▶ _EXTRACT_:
===
- WASHINGTON (UP) - A Democrat
policy group said Friday that domestic terrorism could best be fought by
using more information technology, including computer chips embedded in
driver's licenses and more sharing of data between law enforcement agencies.
- Progressive Policy Institute released two reports, "Using
Technology to Detect and Prevent Terrorism" and "The State and
Local Role in Homeland Defense." Both call for using modern computer
systems and other technologies.
- Robert Atkinson, the institute's vice president and co-author
of the "Using Technology" report, said incomplete identification
systems and database use thwarted many opportunities police agencies had
to prevent the Sept. 11 attacks.
- "If we had had advanced IT tools in place ... it
is almost certain that some of the terrorists would have been detained,
and possibly some of the plots would have been foiled," Atkinson said
in prepared remarks. "We need a coordinated plan that utilizes technology
to modernize our law enforcement, security and identification systems."
- Shane Ham, a senior PPI analyst and Atkinson's co-author,
said the FBI's National Crime Information Center database was a step in
the right direction for information sharing, but its focus on serious crimes
needs to be broadened to help police identify possible terrorists. Police
on the street should receive handheld computers for wireless access to
the improved databases, he said.
- Apart from better data, the Atkinson-Ham report recommends
the government adopt technology applications that include:
- "Smart" ID cards, based on state-issued driver's
licenses with embedded computer chips for holding fingerprints, other identification
methods and additional information. The chips would have security features
to limit information use to specific agencies, as well as prevent forgery
- Digital surveillance methods, along the lines of the
FBI's e-mail and keystroke capturing programs, subject to obtaining proper
warrants and other controls.
- Face-recognition technology to spot known terrorists
and criminals at high-interest events such as the Winter Olympics in Utah.
- Other smart ID proposals put forward this month don't
go far enough, Ham said, since including biometric data such as fingerprints
would help stop criminals from obtaining multiple driver's licenses. The
federal government should also consider funding programs to widen the use
of smart IDs to other identity-sensitive areas, he said, and any federal
support for state programs must be based on performance metrics. "If
we invest in technology the right way, we will protect ourselves not only
from rare but devastating terrorist attacks, but also from everyday problems
such as street crime, disease and natural disasters," Ham said.
===
Dataset entries:

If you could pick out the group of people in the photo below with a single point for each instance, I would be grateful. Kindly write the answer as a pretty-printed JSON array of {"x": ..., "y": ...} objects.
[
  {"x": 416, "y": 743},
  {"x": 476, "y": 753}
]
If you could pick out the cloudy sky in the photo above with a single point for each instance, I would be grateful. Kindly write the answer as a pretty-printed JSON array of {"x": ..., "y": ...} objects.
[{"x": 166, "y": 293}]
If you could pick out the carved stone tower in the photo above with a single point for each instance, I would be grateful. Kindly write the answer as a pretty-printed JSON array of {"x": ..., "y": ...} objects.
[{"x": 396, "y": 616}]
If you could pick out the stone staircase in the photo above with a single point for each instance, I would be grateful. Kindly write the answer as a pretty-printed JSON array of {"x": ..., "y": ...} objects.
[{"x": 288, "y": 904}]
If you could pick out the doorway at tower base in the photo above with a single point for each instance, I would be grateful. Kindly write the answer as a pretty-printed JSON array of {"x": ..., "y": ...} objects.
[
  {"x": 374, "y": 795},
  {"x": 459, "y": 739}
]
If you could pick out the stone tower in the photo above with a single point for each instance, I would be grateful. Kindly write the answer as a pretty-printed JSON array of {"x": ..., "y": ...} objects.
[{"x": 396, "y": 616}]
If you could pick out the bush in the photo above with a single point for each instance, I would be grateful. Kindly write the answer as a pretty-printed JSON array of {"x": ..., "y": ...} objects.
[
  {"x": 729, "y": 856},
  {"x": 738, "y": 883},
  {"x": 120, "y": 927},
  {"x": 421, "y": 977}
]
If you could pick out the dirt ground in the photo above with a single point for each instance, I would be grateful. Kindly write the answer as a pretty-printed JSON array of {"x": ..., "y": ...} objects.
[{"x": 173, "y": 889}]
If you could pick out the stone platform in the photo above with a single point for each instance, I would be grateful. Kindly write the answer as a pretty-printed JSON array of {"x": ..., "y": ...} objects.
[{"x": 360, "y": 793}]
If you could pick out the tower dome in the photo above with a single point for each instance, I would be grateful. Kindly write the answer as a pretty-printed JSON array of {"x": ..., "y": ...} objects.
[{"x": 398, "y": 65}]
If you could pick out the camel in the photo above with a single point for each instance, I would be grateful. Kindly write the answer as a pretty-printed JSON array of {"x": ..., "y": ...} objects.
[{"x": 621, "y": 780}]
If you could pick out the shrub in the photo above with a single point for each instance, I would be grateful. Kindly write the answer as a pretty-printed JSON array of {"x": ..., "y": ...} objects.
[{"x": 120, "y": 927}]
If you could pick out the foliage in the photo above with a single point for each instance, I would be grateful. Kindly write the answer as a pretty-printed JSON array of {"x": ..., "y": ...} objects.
===
▶ _LIST OF TASKS_:
(a) Condense the paragraph of the article on fighting terrorism with technology that begins "Shane Ham, a senior PPI analyst" into a short bulleted list that keeps its main facts.
(b) Carry the article on fighting terrorism with technology further, picking up after its final sentence.

▶ _ANSWERS FOR THE TASKS_:
(a)
- Shane Ham is a senior PPI analyst and Atkinson's co-author.
- He called the FBI's National Crime Information Center database a step in the right direction for information sharing.
- Its focus on serious crimes needs to be broadened to help police identify possible terrorists.
- Police on the street should receive handheld computers for wireless access to the improved databases.

(b)
- Atkinson said government adoption of smart IDs also could
bring returns on the investment in other areas. Digital signatures, where
people could conduct virtually every kind of financial transaction online,
would become much easier with the cards, he said. Private companies could
also build off such a widespread identity standard, he said.
- The benefits for high-tech industries would be far more
immediate, said Marc Rotenberg, executive director of Electronic Privacy
Information Center. The PPI plan would amount to a "multibillion-dollar
giveaway" to computer and software companies, he said, with little
benefit for homeland security.
- 'Brave New World'
- "This is an organization which has rightfully trumpeted
the booming New Economy, but is now taking us on to 'Brave New World,'"
Rotenberg told United Press International.
- "Technology can play a role in preventing a recurrence
of an event like Sept. 11. In the areas of airport security and hardening
cockpit doors, steps taken there will do far more to protect public safety
than to build a surveillance infrastructure."
- To think that a smart ID card full of information could
be compartmentalized to keep some information from certain government agencies
is nonsense, Rotenberg said. The institute's plan lacks oversight controls
and other safeguards, he said.
- The Privacy Act of 1974 was enacted specifically to prevent
excessive data-sharing among federal agencies, he said, and PPI's plan
would quickly run afoul of the law.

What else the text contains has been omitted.